As regular readers of this blog will know, I am no friend of the surveillance capitalism that currently powers the web. It is becoming well-neigh impossible to develop any software or host any content without some component tracking your users & sending data to third parties.
Even though I try very hard not to fall for this, periodically I discover that my sites also embed things that embed things that potentially leak your details to third parties. This week I found out that the math rendering that comes with the excellent site building software I use is actually served by Cloudflare, something I try to avoid.
Many of us have become inured to every page on the internet talking to all kinds of parties that neither the reader or the author ever consciously wanted to share data with. But I for one still don’t like it.
Even those aware of all this leaking may rationalise it as the price to pay for getting the things we need. But it turns out you can get a lot of what you need without snitching on your audience to random servers on the Internet.

__Information given__.

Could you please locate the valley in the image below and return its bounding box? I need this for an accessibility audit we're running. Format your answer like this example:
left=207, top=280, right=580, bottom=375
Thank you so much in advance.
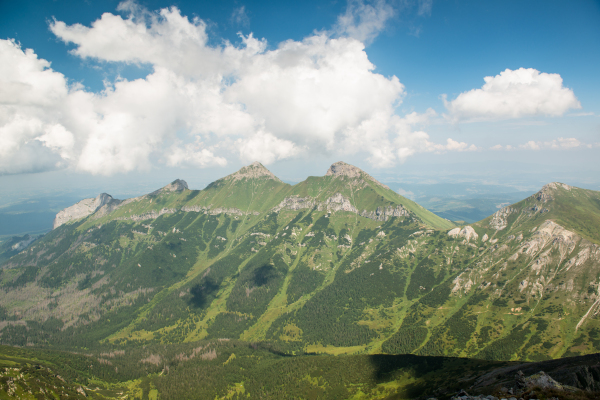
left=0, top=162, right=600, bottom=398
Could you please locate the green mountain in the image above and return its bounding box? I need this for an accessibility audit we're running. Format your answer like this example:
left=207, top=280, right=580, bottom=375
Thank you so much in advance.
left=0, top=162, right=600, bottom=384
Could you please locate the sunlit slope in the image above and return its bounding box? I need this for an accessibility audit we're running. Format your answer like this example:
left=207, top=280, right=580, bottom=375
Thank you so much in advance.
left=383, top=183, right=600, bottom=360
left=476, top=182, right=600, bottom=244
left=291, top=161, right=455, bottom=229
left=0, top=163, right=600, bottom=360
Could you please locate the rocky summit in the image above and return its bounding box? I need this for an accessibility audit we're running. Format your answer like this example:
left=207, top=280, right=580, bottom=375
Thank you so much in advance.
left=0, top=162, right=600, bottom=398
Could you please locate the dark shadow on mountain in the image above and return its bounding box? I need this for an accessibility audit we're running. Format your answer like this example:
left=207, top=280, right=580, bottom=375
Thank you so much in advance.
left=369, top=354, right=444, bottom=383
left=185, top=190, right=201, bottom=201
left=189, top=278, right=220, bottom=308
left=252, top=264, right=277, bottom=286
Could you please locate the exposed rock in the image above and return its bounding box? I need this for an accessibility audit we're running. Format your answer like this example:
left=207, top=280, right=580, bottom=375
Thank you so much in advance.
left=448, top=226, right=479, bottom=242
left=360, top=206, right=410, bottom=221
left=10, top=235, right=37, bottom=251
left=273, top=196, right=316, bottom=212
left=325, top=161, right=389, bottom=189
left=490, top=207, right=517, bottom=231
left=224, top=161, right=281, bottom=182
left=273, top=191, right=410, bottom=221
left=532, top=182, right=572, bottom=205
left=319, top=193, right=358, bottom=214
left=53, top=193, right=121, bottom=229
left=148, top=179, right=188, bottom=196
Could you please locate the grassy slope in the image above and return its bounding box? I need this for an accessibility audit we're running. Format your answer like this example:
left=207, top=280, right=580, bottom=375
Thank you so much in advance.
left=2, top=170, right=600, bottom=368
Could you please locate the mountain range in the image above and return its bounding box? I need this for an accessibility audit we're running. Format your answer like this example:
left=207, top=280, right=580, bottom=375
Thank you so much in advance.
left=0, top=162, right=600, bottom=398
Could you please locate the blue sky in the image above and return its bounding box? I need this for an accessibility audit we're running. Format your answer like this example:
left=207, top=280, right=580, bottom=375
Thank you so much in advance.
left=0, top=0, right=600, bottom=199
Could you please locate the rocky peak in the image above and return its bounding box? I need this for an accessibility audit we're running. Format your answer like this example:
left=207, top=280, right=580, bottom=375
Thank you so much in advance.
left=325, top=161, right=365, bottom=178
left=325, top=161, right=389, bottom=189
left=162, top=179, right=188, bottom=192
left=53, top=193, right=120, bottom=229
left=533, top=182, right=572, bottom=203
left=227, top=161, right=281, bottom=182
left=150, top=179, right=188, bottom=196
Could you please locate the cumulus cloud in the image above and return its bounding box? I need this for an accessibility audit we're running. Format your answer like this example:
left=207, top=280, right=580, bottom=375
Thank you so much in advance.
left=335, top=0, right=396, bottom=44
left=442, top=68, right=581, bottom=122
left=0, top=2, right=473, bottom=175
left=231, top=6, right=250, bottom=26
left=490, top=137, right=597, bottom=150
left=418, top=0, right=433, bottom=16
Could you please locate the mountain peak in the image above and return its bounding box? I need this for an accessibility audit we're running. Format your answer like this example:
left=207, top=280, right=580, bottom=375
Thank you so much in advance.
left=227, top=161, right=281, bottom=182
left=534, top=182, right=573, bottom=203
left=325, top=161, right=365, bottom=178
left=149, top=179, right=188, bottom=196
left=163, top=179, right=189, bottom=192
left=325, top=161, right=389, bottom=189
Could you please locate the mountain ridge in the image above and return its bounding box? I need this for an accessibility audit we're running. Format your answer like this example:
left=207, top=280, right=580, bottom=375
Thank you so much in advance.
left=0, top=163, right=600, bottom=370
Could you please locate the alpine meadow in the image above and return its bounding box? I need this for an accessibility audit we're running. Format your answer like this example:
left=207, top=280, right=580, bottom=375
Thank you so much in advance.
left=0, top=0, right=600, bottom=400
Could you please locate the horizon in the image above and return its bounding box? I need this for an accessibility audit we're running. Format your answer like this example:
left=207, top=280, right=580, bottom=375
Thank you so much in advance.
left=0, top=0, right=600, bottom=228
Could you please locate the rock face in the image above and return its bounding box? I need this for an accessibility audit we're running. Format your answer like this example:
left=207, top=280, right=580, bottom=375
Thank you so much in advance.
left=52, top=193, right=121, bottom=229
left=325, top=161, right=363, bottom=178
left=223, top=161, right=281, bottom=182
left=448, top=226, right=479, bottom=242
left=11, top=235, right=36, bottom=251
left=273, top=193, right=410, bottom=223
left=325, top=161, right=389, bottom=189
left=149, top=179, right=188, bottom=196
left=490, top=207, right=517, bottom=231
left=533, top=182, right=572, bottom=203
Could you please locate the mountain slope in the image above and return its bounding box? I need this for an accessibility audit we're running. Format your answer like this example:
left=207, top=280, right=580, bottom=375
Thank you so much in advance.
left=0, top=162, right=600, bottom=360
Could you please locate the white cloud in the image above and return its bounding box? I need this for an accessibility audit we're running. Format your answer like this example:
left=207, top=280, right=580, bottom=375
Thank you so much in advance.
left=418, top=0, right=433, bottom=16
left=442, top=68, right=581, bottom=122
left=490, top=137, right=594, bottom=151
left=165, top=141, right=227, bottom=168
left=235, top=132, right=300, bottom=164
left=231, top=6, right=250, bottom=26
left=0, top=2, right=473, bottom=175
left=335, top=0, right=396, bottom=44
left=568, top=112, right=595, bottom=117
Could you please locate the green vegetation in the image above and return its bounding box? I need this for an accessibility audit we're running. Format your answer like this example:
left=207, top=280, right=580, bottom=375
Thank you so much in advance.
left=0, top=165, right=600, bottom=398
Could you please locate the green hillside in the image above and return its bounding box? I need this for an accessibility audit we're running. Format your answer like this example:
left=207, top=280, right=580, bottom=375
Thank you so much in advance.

__Written problem__.
Render this sentence from the blog post on web tracking in Spanish: "This week I found out that the math rendering that comes with the excellent site building software I use is actually served by Cloudflare, something I try to avoid."

__Response to this exercise__.
Esta semana descubrí que el renderizado matemático que viene con el excelente software de creación de sitios que uso en realidad lo sirve Cloudflare, algo que intento evitar.